■ Work instructions
Starting from the line containing "# mark the blue window", write out the rest of the entries exactly, through the final line, including nothing else.

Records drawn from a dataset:

........

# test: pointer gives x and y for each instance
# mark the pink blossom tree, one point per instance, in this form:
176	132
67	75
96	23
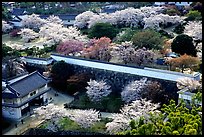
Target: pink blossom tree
70	47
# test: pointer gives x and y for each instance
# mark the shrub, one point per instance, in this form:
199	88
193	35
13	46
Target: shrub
102	30
193	15
183	44
14	33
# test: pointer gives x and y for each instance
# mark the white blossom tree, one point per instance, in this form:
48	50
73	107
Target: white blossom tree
6	27
54	19
82	19
28	34
85	118
133	111
133	90
53	113
194	29
123	51
33	22
191	84
96	90
56	33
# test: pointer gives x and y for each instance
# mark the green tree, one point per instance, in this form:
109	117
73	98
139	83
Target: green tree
175	120
193	15
102	30
183	44
148	38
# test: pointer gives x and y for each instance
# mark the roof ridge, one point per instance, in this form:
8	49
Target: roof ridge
23	78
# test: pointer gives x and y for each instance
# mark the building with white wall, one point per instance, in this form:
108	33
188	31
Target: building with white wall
18	95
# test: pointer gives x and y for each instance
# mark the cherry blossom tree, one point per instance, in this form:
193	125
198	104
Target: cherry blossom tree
96	90
33	21
133	90
191	84
143	56
194	29
28	34
70	47
6	27
98	49
123	51
133	111
54	19
85	118
53	113
56	33
82	19
156	21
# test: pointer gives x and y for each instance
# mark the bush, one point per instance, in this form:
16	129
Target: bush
102	30
125	35
148	38
183	44
14	33
179	29
193	15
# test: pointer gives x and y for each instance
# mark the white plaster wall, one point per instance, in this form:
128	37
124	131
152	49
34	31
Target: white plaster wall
12	113
148	72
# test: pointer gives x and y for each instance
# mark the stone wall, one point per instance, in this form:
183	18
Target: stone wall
118	80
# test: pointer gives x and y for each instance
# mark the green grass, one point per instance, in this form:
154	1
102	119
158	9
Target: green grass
112	103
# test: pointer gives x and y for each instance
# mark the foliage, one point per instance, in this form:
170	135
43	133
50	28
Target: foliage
143	56
53	113
183	44
14	33
179	120
96	90
184	61
70	47
98	49
161	20
125	35
130	112
56	33
179	29
6	27
149	39
28	34
194	15
102	30
191	84
156	93
54	19
33	21
111	103
77	82
194	29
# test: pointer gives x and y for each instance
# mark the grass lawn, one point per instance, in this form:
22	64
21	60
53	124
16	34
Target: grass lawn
112	103
67	124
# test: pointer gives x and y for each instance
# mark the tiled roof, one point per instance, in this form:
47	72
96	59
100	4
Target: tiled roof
61	16
27	84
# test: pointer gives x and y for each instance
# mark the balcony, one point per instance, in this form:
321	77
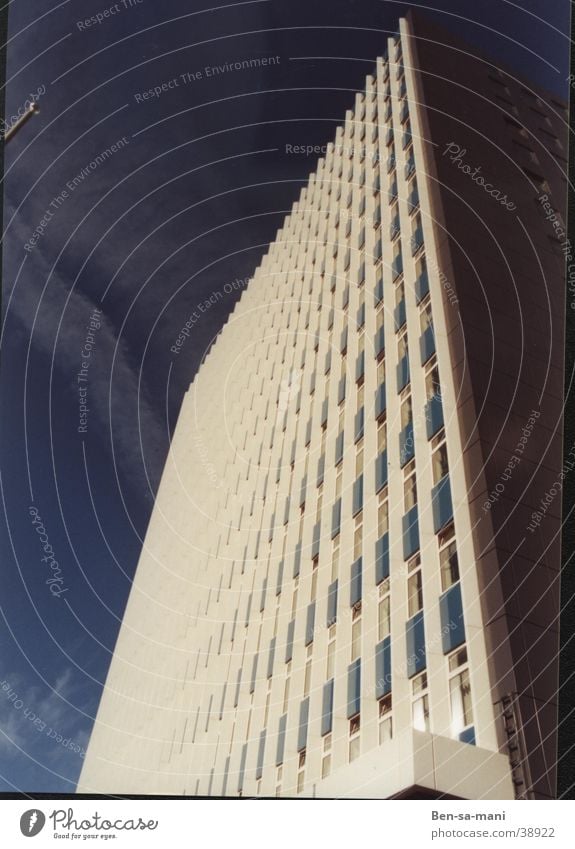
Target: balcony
427	344
358	424
360	366
421	286
416	240
402	372
357	496
380	401
441	504
382	559
381	471
379	341
315	540
415	645
399	315
433	415
451	614
406	445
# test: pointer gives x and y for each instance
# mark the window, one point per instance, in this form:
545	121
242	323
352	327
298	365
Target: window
381	437
460	697
409	487
384	618
406	411
382	514
449	565
356	639
439	463
420	703
432	385
414	593
425	316
330	665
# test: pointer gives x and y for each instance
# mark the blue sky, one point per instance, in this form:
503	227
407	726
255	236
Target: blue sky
143	206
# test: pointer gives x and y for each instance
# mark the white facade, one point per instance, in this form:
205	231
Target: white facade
242	538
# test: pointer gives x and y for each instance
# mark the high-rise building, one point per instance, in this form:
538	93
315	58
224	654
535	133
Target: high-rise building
349	585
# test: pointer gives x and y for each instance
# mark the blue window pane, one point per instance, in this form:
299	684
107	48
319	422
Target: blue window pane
327	708
281	740
303	720
415	645
289	641
433	415
383	668
354	688
410	533
452	625
441	504
331	604
382	559
310	623
355	582
381	471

........

■ Written solution
# mark the blue window pane, one point per instance, in this form:
299	684
107	48
319	422
Target: blue window pane
327	708
281	740
303	720
415	645
289	641
433	415
383	668
354	688
410	533
452	625
441	504
331	604
382	559
310	623
355	582
381	471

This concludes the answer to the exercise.